* _Directions for this task_
Convert the records from the start through the line containing "460, 434, 544, 498", inclusive, into a two-column CSV with the header row input,output: one row per record, with its text under input and its answer under output, each in a single quoted field with line breaks replaced by spaces.

* _Data records_
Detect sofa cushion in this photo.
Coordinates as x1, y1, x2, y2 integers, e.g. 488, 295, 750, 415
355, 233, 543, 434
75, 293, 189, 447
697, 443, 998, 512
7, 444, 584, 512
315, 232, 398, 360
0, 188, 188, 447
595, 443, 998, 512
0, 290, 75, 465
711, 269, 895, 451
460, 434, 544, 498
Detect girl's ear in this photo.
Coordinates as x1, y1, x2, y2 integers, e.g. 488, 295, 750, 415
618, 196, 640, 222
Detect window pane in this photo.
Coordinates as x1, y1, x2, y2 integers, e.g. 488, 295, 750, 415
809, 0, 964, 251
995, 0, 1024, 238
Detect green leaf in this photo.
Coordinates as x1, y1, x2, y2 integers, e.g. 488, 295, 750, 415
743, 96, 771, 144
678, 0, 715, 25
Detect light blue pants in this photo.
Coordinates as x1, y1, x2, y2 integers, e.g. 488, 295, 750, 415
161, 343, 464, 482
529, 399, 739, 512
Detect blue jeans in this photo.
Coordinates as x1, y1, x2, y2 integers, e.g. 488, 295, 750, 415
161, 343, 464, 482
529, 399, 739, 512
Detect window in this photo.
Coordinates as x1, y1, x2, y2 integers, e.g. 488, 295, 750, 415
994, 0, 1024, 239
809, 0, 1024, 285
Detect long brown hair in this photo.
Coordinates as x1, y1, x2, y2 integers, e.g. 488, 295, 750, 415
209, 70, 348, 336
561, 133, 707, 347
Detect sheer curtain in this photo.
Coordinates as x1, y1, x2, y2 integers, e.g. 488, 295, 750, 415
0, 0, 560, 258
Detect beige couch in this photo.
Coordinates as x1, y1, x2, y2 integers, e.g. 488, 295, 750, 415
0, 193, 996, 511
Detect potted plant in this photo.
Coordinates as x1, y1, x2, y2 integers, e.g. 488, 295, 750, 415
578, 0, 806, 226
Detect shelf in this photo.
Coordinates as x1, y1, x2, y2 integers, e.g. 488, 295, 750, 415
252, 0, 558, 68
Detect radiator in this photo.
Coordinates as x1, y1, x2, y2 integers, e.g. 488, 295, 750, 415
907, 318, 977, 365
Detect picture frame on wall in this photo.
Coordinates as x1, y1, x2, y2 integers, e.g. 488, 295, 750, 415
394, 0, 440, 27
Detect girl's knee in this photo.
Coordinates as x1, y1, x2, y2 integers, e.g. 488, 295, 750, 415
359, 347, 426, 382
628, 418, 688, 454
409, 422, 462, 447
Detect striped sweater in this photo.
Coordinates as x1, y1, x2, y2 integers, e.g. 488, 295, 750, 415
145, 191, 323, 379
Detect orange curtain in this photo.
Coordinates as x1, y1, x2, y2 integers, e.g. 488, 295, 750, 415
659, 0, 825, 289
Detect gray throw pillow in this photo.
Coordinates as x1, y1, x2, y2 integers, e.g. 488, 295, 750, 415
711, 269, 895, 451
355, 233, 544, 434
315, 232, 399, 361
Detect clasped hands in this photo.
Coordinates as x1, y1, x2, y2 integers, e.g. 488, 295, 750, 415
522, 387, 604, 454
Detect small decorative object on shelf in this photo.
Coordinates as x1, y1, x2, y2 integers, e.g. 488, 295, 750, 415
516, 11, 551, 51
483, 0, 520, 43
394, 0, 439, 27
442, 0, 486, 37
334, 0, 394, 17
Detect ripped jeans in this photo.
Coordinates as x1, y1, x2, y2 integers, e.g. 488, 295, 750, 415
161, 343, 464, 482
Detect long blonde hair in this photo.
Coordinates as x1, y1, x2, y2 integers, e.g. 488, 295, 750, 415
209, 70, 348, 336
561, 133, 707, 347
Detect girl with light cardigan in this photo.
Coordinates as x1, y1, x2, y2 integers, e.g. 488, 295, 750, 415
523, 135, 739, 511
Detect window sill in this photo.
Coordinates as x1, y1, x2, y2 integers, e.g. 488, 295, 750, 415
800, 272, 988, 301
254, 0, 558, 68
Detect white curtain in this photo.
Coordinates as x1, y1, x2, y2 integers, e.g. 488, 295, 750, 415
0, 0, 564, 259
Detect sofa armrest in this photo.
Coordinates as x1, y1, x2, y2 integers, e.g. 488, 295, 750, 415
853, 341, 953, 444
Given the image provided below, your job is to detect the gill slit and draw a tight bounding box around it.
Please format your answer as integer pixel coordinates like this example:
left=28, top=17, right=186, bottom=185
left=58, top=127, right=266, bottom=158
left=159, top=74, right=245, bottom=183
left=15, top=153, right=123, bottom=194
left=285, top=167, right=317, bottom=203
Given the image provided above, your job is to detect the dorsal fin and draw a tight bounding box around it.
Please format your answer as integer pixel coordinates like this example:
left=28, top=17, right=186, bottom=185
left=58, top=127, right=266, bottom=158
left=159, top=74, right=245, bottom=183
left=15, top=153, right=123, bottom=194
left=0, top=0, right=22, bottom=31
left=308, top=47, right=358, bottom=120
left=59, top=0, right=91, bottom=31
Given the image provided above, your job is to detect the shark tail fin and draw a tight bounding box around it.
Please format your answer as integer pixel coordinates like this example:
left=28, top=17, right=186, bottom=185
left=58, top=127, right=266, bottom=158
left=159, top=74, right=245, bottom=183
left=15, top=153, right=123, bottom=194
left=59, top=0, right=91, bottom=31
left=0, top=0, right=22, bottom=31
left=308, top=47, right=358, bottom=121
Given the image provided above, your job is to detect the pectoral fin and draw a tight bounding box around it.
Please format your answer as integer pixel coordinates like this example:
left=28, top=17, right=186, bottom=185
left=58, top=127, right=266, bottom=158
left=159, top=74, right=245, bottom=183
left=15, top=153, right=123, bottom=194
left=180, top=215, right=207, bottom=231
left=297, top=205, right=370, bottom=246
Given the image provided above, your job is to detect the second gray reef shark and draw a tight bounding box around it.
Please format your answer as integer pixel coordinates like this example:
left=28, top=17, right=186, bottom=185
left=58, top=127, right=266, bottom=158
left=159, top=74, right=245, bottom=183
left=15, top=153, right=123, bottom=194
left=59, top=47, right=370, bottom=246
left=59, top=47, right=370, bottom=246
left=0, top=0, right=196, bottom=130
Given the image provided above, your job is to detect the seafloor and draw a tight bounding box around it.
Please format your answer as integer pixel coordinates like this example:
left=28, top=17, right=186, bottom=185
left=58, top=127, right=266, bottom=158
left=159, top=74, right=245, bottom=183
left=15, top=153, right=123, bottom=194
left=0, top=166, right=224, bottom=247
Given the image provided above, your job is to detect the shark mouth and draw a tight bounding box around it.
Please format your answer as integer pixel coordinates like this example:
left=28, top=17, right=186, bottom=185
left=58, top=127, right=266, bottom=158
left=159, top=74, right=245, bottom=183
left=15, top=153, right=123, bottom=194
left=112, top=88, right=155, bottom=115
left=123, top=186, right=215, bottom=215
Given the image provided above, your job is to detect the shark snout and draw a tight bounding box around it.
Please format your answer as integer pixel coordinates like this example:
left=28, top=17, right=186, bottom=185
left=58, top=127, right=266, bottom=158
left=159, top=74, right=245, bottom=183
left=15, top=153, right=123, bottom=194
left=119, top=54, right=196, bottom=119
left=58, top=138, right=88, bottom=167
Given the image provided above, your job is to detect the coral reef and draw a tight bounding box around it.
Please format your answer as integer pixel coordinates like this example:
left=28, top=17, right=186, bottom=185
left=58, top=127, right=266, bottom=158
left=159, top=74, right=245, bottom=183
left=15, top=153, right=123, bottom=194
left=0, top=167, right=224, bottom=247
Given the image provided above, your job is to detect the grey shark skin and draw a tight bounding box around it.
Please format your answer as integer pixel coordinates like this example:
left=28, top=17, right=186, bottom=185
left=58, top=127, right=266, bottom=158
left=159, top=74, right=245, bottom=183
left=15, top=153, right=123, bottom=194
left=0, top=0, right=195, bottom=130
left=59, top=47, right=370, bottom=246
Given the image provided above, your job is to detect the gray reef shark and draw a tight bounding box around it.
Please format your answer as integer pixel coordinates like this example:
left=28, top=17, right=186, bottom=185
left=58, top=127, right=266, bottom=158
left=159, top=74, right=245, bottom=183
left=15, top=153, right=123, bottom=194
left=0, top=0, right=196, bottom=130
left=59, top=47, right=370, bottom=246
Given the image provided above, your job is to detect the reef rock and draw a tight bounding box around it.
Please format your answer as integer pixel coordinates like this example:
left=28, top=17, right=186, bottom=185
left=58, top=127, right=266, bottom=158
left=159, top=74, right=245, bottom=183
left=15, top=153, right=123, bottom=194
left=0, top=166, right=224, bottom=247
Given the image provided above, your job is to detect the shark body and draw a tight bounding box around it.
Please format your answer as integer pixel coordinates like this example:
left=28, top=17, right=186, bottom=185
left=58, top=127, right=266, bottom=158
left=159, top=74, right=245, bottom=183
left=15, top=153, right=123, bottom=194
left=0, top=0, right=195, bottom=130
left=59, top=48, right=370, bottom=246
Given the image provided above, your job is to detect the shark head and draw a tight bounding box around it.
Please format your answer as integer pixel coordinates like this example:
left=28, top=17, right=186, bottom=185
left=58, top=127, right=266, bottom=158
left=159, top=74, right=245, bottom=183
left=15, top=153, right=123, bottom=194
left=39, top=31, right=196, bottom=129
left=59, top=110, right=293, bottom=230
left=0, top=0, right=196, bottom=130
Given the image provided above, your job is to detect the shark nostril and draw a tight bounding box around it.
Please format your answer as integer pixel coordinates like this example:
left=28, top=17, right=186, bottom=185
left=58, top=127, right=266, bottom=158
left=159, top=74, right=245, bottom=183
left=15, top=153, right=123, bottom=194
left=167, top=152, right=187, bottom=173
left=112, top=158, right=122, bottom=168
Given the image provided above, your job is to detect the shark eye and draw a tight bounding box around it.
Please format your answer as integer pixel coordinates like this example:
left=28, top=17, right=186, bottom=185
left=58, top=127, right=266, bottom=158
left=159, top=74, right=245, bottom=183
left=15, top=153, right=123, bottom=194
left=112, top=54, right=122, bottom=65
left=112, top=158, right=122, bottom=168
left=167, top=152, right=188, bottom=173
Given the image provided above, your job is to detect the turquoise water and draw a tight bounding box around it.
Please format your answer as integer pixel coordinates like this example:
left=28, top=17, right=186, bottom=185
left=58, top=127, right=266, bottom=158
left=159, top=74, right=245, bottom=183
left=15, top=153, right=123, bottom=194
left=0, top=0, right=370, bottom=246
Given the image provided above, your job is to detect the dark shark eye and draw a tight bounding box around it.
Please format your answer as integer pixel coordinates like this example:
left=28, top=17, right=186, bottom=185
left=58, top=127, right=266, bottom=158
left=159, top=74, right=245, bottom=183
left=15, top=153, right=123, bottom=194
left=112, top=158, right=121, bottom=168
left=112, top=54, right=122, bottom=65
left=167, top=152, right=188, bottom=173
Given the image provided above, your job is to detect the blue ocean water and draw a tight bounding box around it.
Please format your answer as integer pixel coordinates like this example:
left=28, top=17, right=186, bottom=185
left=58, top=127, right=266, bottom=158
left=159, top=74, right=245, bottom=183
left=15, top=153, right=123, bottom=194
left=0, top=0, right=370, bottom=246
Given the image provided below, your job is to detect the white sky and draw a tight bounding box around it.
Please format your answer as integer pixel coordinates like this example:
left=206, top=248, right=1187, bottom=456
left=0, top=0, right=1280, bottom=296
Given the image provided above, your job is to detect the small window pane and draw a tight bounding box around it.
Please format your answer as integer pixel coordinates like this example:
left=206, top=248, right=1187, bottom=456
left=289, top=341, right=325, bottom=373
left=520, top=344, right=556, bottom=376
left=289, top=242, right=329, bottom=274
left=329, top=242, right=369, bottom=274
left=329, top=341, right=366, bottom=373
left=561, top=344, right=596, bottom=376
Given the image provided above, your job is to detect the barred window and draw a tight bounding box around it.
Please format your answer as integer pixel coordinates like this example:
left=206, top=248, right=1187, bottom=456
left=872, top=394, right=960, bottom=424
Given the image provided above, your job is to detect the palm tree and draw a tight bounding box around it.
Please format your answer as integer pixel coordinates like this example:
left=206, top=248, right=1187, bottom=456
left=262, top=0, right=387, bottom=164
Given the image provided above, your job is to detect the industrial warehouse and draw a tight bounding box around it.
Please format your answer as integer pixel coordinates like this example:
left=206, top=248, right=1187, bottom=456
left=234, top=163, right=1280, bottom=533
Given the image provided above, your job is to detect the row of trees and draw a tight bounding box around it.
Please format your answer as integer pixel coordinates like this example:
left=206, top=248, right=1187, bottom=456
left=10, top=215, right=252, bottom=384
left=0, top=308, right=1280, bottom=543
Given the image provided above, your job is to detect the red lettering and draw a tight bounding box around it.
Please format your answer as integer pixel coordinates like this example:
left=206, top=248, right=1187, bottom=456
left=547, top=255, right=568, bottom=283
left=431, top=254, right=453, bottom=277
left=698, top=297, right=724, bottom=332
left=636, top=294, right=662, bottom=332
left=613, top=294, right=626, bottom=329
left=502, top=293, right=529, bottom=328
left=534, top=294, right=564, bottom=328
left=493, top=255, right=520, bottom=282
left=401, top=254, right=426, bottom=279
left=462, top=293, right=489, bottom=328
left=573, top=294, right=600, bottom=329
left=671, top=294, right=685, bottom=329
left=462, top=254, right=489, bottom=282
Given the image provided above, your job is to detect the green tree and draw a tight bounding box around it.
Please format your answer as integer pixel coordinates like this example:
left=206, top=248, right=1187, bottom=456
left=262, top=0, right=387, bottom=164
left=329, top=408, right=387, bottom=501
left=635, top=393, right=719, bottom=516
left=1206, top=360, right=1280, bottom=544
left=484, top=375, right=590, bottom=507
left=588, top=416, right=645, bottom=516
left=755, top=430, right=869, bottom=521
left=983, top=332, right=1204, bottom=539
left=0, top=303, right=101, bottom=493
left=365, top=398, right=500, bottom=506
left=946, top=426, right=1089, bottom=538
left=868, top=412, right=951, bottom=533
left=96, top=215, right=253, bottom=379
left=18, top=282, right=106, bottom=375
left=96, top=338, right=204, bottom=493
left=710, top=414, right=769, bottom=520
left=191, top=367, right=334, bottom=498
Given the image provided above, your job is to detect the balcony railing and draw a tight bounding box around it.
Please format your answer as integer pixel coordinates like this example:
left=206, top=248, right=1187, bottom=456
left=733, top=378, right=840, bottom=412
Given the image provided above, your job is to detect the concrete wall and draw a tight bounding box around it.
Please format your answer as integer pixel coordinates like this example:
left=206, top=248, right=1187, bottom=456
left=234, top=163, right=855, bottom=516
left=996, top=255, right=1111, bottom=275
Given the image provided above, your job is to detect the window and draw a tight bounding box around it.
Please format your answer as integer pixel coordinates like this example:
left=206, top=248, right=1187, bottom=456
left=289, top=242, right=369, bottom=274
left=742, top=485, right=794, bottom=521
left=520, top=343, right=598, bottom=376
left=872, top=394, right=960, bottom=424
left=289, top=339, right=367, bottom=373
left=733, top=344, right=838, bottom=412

* _Problem solution_
input,output
"Detect sofa cushion in this photo. Coordinates as x1, y1, x2, y2 integers, e.g. 488, 295, 750, 415","355, 233, 543, 434 75, 293, 189, 447 697, 443, 998, 512 7, 444, 584, 512 315, 232, 398, 360 0, 188, 188, 447 595, 443, 998, 512 0, 290, 75, 465 711, 269, 895, 451 460, 434, 544, 498"